Selected passage:
□ □ □ □ □ □ □

American football player (born 1968)

William Mason Furrer (born February 5, 1968) is an American former professional football player who was a quarterback in the National Football League (NFL) for the Chicago Bears, Phoenix Cardinals, Denver Broncos, Houston Oilers, St. Louis Rams, and Jacksonville Jaguars. He played college football for the Virginia Tech Hokies.

==Early life==
Furrer attended Pullman High School, on the Palouse in southeastern Washington, and graduated in 1986. A baseball player, he did not play organized football until his sophomore year, and was the quarterback on the junior varsity. The next year he was a backup to senior Timm Rosenbach, another future NFL quarterback, and became the starter for the Greyhounds as a senior in the fall of 1985.

After his time at Pullman High School, Furrer attended Fork Union Military Academy.

==College career==
As a quarterback with Virginia Tech, Furrer became one of the top quarterbacks in school history. He is currently ranked third on its list of all-time career passing leaders. Finishing with a career record of , Furrer was, as of 2013, the last full-time starting quarterback to have a losing record for Virginia Tech. However, his accomplishments at the university led to his induction into its sports hall of fame in 2015.

Furrer was one of only eight people to be named a national recipient of the National Football Foundation and College Hall of Fame Scholar Athlete Award in 1991, his senior year.

□ □ □ □ □ □ □

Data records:
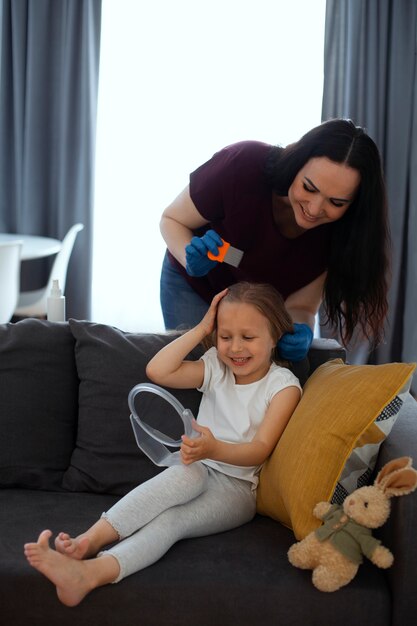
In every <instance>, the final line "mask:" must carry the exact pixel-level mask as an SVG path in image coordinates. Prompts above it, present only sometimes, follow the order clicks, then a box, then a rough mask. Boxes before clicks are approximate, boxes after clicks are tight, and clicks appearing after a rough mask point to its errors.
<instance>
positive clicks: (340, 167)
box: [288, 157, 360, 230]
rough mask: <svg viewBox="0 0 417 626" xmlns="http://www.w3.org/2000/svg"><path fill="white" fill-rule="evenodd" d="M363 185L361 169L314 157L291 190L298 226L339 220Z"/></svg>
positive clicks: (303, 229) (323, 157) (289, 195)
mask: <svg viewBox="0 0 417 626" xmlns="http://www.w3.org/2000/svg"><path fill="white" fill-rule="evenodd" d="M359 184H360V174H359V172H358V171H357V170H355V169H353V168H351V167H349V166H348V165H344V164H342V163H336V162H335V161H331V160H330V159H328V158H326V157H316V158H314V159H310V160H309V161H307V163H306V164H305V165H304V167H303V168H302V169H301V170H300V171H299V172H298V174H297V176H296V177H295V179H294V181H293V183H292V185H291V187H290V188H289V190H288V199H289V201H290V203H291V206H292V209H293V211H294V218H295V221H296V222H297V225H298V226H299V227H300V228H302V229H303V230H309V229H310V228H315V227H316V226H320V225H321V224H327V223H329V222H335V221H336V220H338V219H340V218H341V217H342V215H344V213H346V211H347V210H348V208H349V206H350V205H351V204H352V202H353V200H354V199H355V195H356V192H357V190H358V188H359Z"/></svg>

□ □ □ □ □ □ □

Your goal:
Return the full passage about quarterback William Mason Furrer from above, word for word.

Task output:
American football player (born 1968)

William Mason Furrer (born February 5, 1968) is an American former professional football player who was a quarterback in the National Football League (NFL) for the Chicago Bears, Phoenix Cardinals, Denver Broncos, Houston Oilers, St. Louis Rams, and Jacksonville Jaguars. He played college football for the Virginia Tech Hokies.

==Early life==
Furrer attended Pullman High School, on the Palouse in southeastern Washington, and graduated in 1986. A baseball player, he did not play organized football until his sophomore year, and was the quarterback on the junior varsity. The next year he was a backup to senior Timm Rosenbach, another future NFL quarterback, and became the starter for the Greyhounds as a senior in the fall of 1985.

After his time at Pullman High School, Furrer attended Fork Union Military Academy.

==College career==
As a quarterback with Virginia Tech, Furrer became one of the top quarterbacks in school history. He is currently ranked third on its list of all-time career passing leaders. Finishing with a career record of , Furrer was, as of 2013, the last full-time starting quarterback to have a losing record for Virginia Tech. However, his accomplishments at the university led to his induction into its sports hall of fame in 2015.

Furrer was one of only eight people to be named a national recipient of the National Football Foundation and College Hall of Fame Scholar Athlete Award in 1991, his senior year.